▸ **Task description**:
In the passage on quarantine below, copy everything from "The psychological and" down to "was left behind.", swapping "turbulence" for "upheaval".

▸ **Provided passage**:
━━━━━━━━━━━━━━━━━━━━━━━━━━━━━━

The psychological and mental health consequences of the COVID pandemic have been a popular focus of many recent television interviews, magazine articles, and dharma talks. In my previous newsletter, I described one aspect of the emotional impact which I termed “existential shock”: a kind of radical and fundamental wave of turbulence in the collective psyche. Existential shock happens when we have been confronted with the truth that Reality is always and irrevocably tenuous and uncertain. The “normal” we return to may or may not be very similar to the one that was left behind.
Apart from existential threats of illness, death, and loss (including financial insecurities), quarantine provides its own set of emotional challenges. While the particular obstacles vary with individual circumstances, what we can notice is that sheltering at home is far more disruptive for some people than others. We depend on the quality of our interaction with others in order to be able to effectively manage our feelings. Being too alone and deprived of ordinary channels of social support can be difficult, to say the least. And, conversely, being cooped up with others who may themselves be emotionally off-balance can be triggering. For these reasons, quarantine can push us into the deep water of ourselves.
What I notice in my psychotherapeutic work with others is the truth of the aphorism that wherever you go, there you are. Our experience of quarantine— of any experience—depends not only on our circumstances but also upon both our temperaments as well as our different histories and experiences of “home” and “family ”. As depicted in the cartoon, what is an imprisoning isolation for one person may feel like a cozy cocoon to another.
For those of us who are introverts and/or homebodies, the experience of quarantine may feel congruent with a preferred way of being. For example, sheltering in place can provide permission to “hang out” in the rhythm of the day; a slower pace of life that is more stay-cation than isolation. But we can also notice that aloneness does not always feel the same. It can feel very full at times, empty or lonely at others. [What is the felt sense of a companionable aloneness with yourself? In what ways do you tend to get lost in distractions, avoidance, or spacing out? ] .
The other major dimension of quarantine, “social distancing”, gives us an opportunity to investigate the surface of our connection with others. What internal experience spurs the impulse to connect? What are we hoping to get? (Comfort? Validation? Stimulation? Distraction from an unpleasant internal state? ) What defines the difference between a satisfactory and an unsatisfactory contact with someone else? Do we get energy from connection, or does it drain us?
“Introversion” is not a one-size fits all personality trait nor even a particular relational style. It is not simply the preference for spending time alone, the tendency to be quiet, nor social reserve. It is a complex mixture of our experiences of being alone and our ways of being with others. It is possible to feel quite connected socially even when we spending time by ourselves. And conversely, it is also possible to feel more alone, or even lonely, when we are in the presence of others.
What we can discover when we inquire deeply about our experiences of introversion and social distancing is that our connection with ourselves and the interconnection between ourselves and the world are two sides of a single coin.

━━━━━━━━━━━━━━━━━━━━━━━━━━━━━━

[Point-per-instance localization data]

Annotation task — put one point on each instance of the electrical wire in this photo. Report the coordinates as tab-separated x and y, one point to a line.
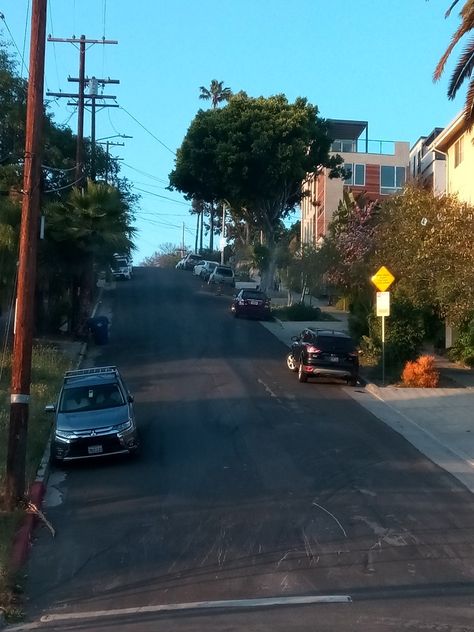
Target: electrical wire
57	168
146	130
162	196
11	311
67	186
144	173
50	16
22	57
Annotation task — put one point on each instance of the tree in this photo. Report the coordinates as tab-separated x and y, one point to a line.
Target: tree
254	154
167	256
216	93
84	231
421	238
465	65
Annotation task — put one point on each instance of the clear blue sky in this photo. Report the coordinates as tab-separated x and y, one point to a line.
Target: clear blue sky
368	60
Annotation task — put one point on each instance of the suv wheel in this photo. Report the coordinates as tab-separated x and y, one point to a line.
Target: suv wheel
302	377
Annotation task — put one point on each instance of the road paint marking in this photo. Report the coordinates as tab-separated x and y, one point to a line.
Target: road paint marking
199	605
266	387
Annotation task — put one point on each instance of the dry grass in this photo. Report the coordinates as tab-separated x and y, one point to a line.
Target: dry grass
48	366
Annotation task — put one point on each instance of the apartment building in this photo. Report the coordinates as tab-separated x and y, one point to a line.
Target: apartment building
378	168
456	143
427	165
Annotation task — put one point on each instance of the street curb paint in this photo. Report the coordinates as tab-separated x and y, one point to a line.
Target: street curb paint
23	537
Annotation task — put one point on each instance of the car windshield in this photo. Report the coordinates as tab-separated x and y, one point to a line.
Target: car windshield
335	344
259	296
86	398
119	263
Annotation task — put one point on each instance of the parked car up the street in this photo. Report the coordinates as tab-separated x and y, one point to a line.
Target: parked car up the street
93	416
253	303
223	275
324	353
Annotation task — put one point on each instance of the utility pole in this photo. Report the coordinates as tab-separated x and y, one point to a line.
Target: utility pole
81	97
30	211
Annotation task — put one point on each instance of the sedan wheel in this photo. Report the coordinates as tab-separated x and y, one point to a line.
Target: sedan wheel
302	377
290	362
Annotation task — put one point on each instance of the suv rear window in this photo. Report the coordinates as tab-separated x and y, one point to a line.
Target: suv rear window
334	344
224	271
259	296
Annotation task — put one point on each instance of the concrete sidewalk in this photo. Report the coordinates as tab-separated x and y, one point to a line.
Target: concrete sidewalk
439	422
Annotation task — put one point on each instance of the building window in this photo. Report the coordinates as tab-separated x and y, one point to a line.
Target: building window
459	151
357	174
392	179
346	146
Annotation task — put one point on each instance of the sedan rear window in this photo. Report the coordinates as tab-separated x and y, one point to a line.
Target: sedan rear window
224	271
335	345
91	398
259	296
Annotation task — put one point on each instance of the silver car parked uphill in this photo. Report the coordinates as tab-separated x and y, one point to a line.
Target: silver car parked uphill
93	416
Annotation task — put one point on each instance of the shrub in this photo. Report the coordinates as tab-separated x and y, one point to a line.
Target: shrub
299	311
404	333
463	348
421	373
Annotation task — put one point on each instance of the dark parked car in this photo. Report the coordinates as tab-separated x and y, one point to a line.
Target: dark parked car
251	303
94	416
222	275
190	261
324	352
207	269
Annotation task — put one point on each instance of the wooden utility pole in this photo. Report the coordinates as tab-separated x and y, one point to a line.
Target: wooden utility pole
81	97
24	318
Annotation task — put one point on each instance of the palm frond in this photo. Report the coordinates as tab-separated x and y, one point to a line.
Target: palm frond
448	12
469	106
462	71
462	30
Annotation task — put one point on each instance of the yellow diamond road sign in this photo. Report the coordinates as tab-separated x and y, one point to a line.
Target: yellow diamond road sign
382	279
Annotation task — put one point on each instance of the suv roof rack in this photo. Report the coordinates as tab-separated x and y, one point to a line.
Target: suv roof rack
330	331
92	371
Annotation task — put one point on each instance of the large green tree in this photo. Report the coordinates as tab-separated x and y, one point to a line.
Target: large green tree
83	232
254	154
216	93
465	65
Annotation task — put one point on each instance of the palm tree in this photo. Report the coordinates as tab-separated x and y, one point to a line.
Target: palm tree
216	93
85	230
465	64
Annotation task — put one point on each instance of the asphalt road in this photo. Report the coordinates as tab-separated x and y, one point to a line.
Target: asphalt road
250	486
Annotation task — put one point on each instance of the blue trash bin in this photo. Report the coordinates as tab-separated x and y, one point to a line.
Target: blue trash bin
99	327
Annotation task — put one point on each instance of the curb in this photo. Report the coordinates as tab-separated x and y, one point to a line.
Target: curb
23	537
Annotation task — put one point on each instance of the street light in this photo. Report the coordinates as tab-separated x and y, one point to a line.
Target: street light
108	144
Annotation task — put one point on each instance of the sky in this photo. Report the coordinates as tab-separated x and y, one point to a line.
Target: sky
369	60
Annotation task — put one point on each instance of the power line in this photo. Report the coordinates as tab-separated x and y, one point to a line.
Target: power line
147	130
22	58
144	173
162	196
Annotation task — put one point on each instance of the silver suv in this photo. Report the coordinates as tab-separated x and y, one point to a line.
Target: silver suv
223	275
93	416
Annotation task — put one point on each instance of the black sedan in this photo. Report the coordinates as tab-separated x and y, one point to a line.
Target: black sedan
253	303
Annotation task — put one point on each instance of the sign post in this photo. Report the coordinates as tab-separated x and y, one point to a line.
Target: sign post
382	280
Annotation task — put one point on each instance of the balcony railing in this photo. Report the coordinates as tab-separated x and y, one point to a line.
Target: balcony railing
364	146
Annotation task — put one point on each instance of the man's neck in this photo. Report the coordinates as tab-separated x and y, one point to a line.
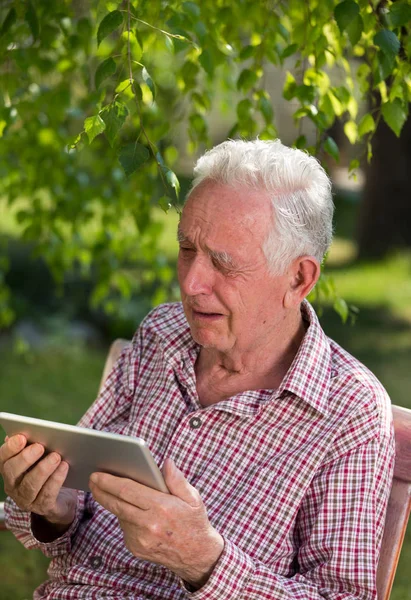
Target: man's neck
262	367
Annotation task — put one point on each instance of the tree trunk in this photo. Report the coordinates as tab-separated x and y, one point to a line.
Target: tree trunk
385	214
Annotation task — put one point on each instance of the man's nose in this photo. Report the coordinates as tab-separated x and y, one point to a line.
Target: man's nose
198	278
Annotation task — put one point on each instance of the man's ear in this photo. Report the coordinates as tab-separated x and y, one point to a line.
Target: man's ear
303	275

━━━━━━━━━━━━━━━━━━━━━━━━━━━━━━

▸ **Response area**:
The psychological and mental health consequences of the COVID pandemic have been a popular focus of many recent television interviews, magazine articles, and dharma talks. In my previous newsletter, I described one aspect of the emotional impact which I termed “existential shock”: a kind of radical and fundamental wave of upheaval in the collective psyche. Existential shock happens when we have been confronted with the truth that Reality is always and irrevocably tenuous and uncertain. The “normal” we return to may or may not be very similar to the one that was left behind.